| TEXT SECTION |
- - -
Protein2GO Annotations

  • Other mappings needed:
    • PMID to WBPaper
    • Relation text to gorel id
    • Curators without orcids to GOC abbreviations
GPAD 2.0 column number GPAD 2.0 column name Action UniProt Source File Example WormBase Output File Example Report on parsing failures
1 Annotated entity* UniProtKB: accession convert to a WBGene id using the latest WB gpi file UniProtKB:G5ED58 WB:WBGene00006925 Yes
1 Annotated entity* UniProtKB: strip digit after '-', then convert to a WBGene id using the latest WB gpi file UniProtKB:P34708-1 WB: WBGene00006604 Yes
1 Annotated entity* ComplexPortal: Ignore ComplexPortal:CPX-1000 n/a n/a
1 Annotated entity* RNAcentral: Ignore RNAcentral:URS00000082FF_6239 n/a n/a
2 Negation Leave as is NOT NOT No
3 Qualifier Leave as is RO:0002327 RO:0002327 No
4 GO term ID Leave as is GO:0051306 GO:0051306 No
5 Reference* Leave GO_REFs as is; map PMID or DOI to corresponding WBPaper id and add WBPaper id as a pipe-separated value PMID:10978280 PMID:10978280|WB:WBPaper00004310 Yes
6 Evidence Leave as is ECO:0000314 ECO:00000314 No
7 With/From* Leave as is, except for UniProtKB: accessions; for UniProtKB: accessions, try to map to a WBGene id using the latest WB gpi file; if UniProtKB: accession doesn't map to a WBGene id, then leave as is UniProtKB:D9PTP8 WB:WBGene00013354 Yes - output a list of UniProtKB accessions that didn't map to a WBGene
8 Interacting taxon Leave as is NCBITaxon:273526 NCBITaxon:273526 No
9 Annotation date Leave as is 2006-02-03T12:26 2006-02-03T12:26 No
10 Assigned_by Leave as it WB WB No
11 Annotation extensions If relation is a text string, convert to an id according RO mapping table above. Otherwise, leave as is. RO:0002233(WB:WBGene00000584) RO:0002233(WB:WBGene00000584) Yes - report on any relation text strings that don't map to an ontology id.
12 Annotation properties* Most will stay as is, except for history (see below). contributor-id=https://orcid.org/0000-0002-1706-4196%7Ccomment=action:Updated by Kimberly Van Auken|model-state=???
- - -
(Image point grounding data)
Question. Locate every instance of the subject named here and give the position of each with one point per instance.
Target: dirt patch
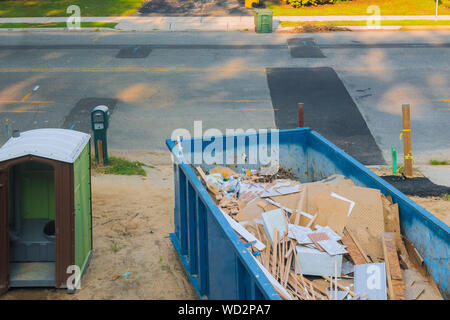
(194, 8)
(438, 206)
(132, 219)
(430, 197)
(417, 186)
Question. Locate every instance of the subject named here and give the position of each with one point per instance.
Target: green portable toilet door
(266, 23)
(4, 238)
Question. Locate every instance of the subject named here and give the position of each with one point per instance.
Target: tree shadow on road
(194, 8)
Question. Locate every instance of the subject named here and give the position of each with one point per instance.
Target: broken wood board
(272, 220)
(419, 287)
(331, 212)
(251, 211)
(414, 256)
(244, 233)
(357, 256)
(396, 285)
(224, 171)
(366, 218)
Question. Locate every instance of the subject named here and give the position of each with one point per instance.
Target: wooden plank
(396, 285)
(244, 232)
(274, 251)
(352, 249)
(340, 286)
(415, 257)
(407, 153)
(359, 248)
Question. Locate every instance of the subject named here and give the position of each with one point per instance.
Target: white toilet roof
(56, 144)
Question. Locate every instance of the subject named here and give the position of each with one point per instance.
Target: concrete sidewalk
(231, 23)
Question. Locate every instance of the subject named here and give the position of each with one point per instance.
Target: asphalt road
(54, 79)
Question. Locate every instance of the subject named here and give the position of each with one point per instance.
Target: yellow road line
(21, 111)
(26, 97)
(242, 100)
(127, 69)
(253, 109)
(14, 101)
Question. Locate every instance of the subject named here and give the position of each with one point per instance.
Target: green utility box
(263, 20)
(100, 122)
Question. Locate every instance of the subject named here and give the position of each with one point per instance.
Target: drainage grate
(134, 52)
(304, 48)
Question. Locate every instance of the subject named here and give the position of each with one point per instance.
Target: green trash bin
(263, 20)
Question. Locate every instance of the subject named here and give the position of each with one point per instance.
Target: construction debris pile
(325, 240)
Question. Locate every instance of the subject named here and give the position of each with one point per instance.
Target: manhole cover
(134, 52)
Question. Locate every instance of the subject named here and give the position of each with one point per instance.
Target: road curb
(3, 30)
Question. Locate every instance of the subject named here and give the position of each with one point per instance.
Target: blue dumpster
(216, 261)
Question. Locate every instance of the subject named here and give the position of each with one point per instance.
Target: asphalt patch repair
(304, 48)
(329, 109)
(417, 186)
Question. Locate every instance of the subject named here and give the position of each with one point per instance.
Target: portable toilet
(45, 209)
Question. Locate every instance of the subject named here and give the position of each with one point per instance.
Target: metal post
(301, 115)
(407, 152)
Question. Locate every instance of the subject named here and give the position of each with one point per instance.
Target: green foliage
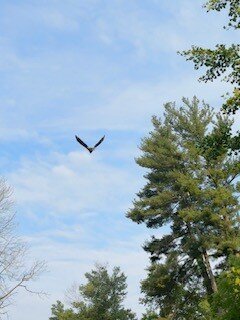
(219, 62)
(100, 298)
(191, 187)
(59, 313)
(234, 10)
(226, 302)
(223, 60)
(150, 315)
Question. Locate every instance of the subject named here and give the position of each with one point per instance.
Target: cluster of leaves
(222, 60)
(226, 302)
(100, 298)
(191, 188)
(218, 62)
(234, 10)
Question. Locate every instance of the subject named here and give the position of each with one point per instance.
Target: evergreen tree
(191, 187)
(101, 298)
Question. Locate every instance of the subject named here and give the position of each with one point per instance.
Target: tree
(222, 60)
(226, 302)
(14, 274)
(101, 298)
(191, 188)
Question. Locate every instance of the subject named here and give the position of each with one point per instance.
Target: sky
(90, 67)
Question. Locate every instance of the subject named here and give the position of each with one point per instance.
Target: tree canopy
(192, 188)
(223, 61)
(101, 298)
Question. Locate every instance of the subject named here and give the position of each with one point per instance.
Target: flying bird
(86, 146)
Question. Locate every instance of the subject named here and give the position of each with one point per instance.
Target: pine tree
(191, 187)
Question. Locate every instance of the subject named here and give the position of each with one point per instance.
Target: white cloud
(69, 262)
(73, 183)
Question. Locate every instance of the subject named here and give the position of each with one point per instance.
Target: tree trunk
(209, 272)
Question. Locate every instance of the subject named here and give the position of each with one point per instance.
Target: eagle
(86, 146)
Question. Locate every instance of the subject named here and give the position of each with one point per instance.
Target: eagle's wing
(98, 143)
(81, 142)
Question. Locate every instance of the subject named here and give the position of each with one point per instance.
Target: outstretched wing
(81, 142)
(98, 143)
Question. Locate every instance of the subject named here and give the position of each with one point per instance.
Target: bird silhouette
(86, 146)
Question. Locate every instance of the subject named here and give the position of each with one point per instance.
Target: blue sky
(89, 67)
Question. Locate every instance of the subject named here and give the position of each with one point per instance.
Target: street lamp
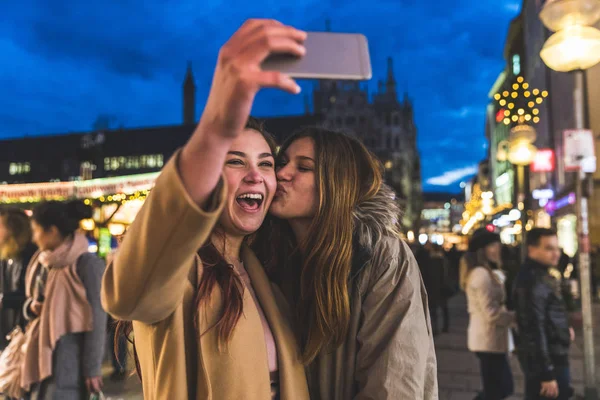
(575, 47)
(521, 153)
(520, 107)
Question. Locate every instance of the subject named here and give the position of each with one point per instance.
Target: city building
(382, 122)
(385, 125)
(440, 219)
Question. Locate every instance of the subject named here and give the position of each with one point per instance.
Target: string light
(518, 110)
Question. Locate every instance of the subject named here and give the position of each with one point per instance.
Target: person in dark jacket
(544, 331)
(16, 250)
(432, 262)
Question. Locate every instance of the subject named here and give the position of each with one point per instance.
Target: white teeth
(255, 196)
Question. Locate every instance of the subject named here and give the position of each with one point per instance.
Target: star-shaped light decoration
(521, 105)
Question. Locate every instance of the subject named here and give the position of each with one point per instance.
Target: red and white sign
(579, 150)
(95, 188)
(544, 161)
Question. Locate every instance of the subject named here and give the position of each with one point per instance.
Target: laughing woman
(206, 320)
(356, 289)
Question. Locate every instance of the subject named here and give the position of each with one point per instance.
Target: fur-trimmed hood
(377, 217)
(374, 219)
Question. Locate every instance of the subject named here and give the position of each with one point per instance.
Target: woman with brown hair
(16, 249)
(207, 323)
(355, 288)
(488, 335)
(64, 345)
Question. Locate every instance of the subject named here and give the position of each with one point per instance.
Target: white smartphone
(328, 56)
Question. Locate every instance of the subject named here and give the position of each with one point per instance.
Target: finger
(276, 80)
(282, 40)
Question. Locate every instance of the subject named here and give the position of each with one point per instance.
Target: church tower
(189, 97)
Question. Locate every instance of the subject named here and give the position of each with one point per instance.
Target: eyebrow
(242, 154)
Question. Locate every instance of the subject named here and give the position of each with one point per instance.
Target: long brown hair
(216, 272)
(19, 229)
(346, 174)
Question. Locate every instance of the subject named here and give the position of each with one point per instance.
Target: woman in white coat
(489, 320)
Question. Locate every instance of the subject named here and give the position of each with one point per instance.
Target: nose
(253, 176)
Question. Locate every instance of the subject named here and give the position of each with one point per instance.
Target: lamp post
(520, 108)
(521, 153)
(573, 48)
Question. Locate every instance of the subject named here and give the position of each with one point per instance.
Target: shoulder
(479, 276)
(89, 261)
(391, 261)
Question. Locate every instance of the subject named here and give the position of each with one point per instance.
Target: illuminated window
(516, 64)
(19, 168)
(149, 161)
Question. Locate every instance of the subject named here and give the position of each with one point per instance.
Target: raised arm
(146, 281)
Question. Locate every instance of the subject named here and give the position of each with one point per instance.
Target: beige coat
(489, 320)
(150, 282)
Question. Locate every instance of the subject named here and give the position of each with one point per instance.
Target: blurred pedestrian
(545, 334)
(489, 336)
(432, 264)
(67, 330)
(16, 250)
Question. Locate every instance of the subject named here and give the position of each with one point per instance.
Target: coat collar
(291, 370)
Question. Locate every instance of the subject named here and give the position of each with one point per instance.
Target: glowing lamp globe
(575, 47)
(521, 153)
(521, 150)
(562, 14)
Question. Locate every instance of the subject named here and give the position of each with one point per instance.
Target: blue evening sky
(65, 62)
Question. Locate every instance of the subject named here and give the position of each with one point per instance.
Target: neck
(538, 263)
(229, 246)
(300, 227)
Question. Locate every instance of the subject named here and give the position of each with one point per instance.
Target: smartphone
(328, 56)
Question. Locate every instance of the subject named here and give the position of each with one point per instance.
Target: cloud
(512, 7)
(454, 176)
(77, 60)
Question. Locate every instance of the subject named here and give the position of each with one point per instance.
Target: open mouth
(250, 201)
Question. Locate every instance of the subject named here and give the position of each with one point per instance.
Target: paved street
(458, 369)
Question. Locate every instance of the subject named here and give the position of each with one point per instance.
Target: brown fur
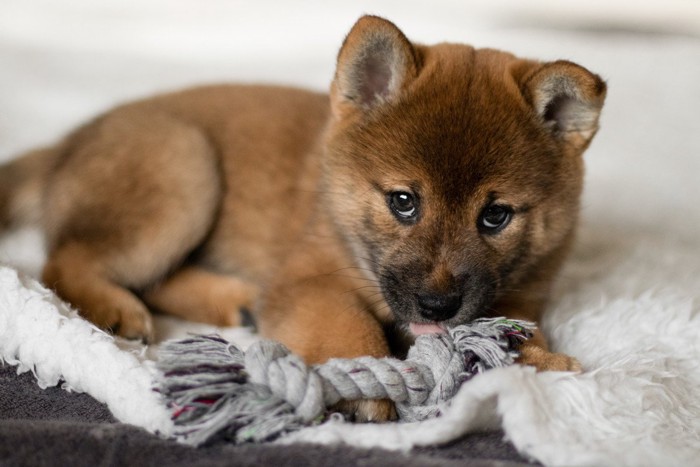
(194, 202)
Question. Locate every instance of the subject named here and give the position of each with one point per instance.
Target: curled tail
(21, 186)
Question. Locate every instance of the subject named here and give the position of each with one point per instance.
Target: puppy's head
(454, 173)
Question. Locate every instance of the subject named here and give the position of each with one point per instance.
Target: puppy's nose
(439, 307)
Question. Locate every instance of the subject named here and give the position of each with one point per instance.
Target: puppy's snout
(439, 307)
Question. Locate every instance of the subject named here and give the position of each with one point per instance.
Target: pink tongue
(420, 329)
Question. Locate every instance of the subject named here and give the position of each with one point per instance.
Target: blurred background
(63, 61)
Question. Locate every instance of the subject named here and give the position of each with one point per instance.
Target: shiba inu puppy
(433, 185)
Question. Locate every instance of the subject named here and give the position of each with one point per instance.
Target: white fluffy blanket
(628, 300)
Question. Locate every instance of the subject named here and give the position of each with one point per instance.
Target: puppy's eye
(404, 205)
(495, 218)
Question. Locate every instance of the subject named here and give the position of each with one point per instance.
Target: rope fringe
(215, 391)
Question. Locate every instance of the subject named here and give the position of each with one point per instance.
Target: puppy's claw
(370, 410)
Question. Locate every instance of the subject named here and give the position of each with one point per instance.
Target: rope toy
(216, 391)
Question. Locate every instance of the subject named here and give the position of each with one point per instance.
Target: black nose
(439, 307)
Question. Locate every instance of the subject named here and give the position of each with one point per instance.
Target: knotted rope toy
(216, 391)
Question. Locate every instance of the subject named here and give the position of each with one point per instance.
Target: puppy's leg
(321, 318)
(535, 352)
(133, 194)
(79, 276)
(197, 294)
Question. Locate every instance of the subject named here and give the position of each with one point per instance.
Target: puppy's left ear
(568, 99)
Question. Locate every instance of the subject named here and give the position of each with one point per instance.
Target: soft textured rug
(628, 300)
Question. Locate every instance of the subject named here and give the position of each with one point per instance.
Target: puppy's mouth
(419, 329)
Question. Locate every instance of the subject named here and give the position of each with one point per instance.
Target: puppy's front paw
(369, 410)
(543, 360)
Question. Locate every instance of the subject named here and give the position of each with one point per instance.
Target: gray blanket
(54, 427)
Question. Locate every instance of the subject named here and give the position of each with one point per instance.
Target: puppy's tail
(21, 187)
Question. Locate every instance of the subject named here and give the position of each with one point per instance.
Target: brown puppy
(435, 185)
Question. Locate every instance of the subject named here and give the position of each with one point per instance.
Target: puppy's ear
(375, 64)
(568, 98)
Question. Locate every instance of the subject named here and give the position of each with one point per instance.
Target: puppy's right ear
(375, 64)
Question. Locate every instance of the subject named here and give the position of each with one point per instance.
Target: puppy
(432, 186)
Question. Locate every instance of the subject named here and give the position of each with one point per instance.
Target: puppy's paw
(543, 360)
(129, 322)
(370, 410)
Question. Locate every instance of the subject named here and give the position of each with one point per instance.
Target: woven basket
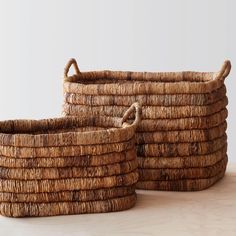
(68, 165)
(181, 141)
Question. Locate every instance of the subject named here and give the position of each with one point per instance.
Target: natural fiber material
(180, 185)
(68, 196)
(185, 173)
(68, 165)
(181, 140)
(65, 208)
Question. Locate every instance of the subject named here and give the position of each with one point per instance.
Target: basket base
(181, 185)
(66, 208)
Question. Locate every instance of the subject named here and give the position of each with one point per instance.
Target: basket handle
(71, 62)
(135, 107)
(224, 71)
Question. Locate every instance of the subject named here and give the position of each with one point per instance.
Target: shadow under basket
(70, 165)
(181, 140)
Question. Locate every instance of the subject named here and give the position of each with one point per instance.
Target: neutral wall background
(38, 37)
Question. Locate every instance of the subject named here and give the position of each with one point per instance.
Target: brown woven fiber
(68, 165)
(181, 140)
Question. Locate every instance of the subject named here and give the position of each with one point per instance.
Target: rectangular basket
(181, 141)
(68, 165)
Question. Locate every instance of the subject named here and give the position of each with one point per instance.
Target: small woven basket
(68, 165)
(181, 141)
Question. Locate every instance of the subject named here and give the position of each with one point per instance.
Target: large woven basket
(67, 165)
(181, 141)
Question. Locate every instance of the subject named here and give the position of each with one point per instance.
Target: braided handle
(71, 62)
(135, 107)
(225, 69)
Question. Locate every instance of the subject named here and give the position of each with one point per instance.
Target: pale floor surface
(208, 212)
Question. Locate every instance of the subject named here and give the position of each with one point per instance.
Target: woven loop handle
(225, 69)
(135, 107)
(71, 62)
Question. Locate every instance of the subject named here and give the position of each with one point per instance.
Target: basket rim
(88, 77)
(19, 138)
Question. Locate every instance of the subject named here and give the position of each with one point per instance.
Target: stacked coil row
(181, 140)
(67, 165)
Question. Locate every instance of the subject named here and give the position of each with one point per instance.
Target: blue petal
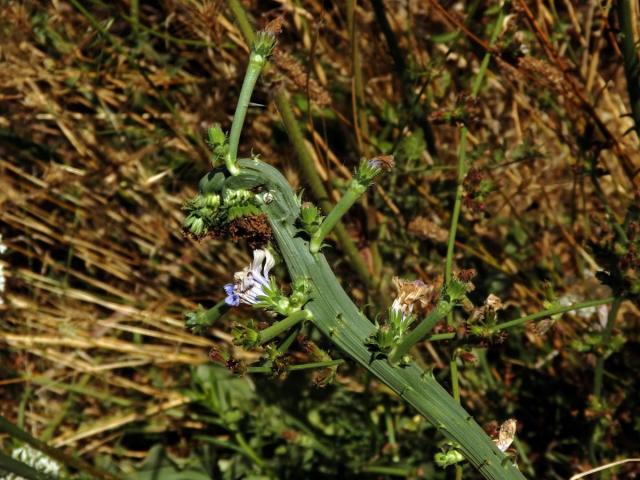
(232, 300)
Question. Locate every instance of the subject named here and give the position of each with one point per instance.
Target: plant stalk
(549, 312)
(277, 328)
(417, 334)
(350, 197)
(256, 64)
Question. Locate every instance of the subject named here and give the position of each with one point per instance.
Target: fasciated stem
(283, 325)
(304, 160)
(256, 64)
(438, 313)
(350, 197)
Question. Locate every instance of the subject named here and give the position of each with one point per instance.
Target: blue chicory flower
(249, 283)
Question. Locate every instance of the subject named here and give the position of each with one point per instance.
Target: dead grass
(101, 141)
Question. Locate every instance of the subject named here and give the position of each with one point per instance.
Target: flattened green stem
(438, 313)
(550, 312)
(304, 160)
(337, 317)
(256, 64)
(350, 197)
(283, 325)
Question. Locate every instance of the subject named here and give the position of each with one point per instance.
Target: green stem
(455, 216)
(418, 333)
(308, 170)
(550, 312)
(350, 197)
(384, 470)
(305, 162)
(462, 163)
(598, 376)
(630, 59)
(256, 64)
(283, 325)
- - -
| WORK TO COMPLETE |
**a)** In the Protein2GO annotations text, what is the action for an annotated entity that begins with "RNAcentral:"?
**b)** Continue the Protein2GO annotations text from the point where it stops.

| EXPECTED OUTPUTS |
**a)** Ignore it.

**b)**
Annotated Entity

  • Use latest WormBase gpi file to map UniProtKB accessions to WBGene ids (take column 1 value in incoming GPAD file and find corresponding column 9 value in WB gpi file) then map to corresponding WBGene ID (column 2 in WB gpi file)
  • Latest WormBase gpi file: ftp://ftp.wormbase.org/pub/wormbase/species/c_elegans/PRJNA13758/annotation/gene_product_info/c_elegans.canonical_bioproject.current_development.gene_product_info.gpi.gz
  • For input values that include a '-digit', e.g. UniProtKB:P37806-1, strip the '-digit' for the purposes of mapping to a WBGene and add a comment in the Annotation properties field: comment=Original annotation made to whatever the full UniProtKB accession is. For example: comment=Original annotation made to UniProtKB:P37806-1.
  • We will be ignoring any GPAD lines that have ComplexPortal or RNAcentral ids in Column 1.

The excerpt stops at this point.